SELECTED EXTRACT
━━━━

RFC: Proposal on improving how we share translations with upstream

This is a followup to ConfigCamp where we discussed how to improve the
sharing of downstream translations with the community. Here is a quick
summary of the issue:

  • Red Hat employs a group of professional translators who translate
    projects for communities which Red Hat participates in. This
    professional translation team would like to use Zanata, and I can not
    change that.
  • The Foreman community is using Transifex. We discussed changing from
    Transifex to Zanata, but we felt that it was not the correct move for
    the community.
  • The initial attempt about how to share translations [1] was flawed
    because it relied on pull requests to the code base which interfered
    with the translation review process. The net result is that some
    translations did not make it upstream.
  • Some translations did make it through the old process, and we noticed
    that only about 4% of strings which Red Hat Translators changed from
    upstream were rejected.

</summary>

While in Ghent, Claer suggested that we look at an approach where we use
an api [2] to mutate individual strings. I have a prototype script
working, and so I would like to summarize the process we came up with in
Ghent:

  1. On a recurring basis, I will run a script which loads up newly
    translated strings from Zanata into Transifex only if there is no
    translation in Transifex. The new translations will be marked as not
    reviewed so that any translations which are using this flag in their
    workflow will be unaffected. Already translated strings in Transifex
    will not be changed.

━━━━

PROVIDED MATERIAL
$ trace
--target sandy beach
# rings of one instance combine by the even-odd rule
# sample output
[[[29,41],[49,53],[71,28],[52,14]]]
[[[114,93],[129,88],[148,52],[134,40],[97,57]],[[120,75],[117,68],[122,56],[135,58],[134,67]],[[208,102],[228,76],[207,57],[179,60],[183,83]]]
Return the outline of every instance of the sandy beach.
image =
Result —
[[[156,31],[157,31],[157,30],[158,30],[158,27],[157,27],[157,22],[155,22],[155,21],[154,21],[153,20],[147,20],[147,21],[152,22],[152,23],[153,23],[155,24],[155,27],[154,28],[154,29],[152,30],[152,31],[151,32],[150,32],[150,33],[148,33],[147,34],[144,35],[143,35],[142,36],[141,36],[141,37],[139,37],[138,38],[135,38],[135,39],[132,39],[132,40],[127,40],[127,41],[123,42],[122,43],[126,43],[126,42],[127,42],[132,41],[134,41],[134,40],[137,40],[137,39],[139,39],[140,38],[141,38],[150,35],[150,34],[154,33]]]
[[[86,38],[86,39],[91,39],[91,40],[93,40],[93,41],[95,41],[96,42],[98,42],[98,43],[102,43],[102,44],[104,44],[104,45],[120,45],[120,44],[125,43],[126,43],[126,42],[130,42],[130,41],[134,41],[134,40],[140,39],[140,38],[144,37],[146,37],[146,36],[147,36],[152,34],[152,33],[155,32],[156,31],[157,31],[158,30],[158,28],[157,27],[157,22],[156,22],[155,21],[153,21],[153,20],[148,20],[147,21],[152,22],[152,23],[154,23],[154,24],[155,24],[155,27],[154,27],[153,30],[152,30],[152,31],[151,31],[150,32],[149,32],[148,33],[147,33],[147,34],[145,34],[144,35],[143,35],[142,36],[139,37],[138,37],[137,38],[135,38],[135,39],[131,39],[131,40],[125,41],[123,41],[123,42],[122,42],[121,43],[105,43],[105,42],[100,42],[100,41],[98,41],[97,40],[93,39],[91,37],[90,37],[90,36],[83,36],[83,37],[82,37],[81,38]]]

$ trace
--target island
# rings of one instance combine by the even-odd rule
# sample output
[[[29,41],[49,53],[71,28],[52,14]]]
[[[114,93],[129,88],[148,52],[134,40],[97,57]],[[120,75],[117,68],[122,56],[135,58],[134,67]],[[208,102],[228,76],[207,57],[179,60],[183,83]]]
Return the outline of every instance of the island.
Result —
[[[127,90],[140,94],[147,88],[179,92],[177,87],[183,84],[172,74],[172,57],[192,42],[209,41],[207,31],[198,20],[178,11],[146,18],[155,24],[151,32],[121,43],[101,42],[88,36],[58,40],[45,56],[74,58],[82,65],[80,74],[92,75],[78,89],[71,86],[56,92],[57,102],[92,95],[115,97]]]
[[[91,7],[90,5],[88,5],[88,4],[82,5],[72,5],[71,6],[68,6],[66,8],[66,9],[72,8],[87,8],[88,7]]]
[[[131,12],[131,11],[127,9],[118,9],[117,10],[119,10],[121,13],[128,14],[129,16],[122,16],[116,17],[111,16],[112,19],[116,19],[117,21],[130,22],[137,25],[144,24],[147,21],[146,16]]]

━━━━

TASK REQUIREMENTS
a. Transcribe the passage of the translation-sharing proposal from "RFC: Proposal on" up to and including "change that.".
b. List every name of a person, place, event, organization, community, or software tool that the translation-sharing proposal mentions.
c. Resume the translation-sharing proposal after its last sentence, continuing the numbered process it outlines.

ANSWER LIST
a.
RFC: Proposal on improving how we share translations with upstream

This is a followup to ConfigCamp where we discussed how to improve the
sharing of downstream translations with the community. Here is a quick
summary of the issue:

  • Red Hat employs a group of professional translators who translate
    projects for communities which Red Hat participates in. This
    professional translation team would like to use Zanata, and I can not
    change that.

b. Red Hat, Foreman, Zanata, Transifex, ConfigCamp, Ghent, Claer

c.
  2. After every Satellite release, I will generate a summary listing of
    translations which have been changed by Red Hat translators. I will post
    these in the dev and users list. I will ask for folks to review the
    changes over an 1-2 two week period. After any changes have been made, I
    will run a script and load those changed strings into Transifex. Again,
    the new translations will be marked as not reviewed so that any
    translations which are using this flag in their workflow will be unaffected.

We believe this is a better process than before because:

a) It uses Transifex as the main workflow, instead of PO files.
b) In ensures that new strings are loaded upstream very often.
c) Although initial estimates show onl a 4% error rate, there are two
chances to catch them (1) during the initial review cycle and (2) by
looking for unreviewed strings in Transifex.

Can you please respond with a +1/-1? If -1, please let me know the
issues you see in the process so that we can address them.

Thanks!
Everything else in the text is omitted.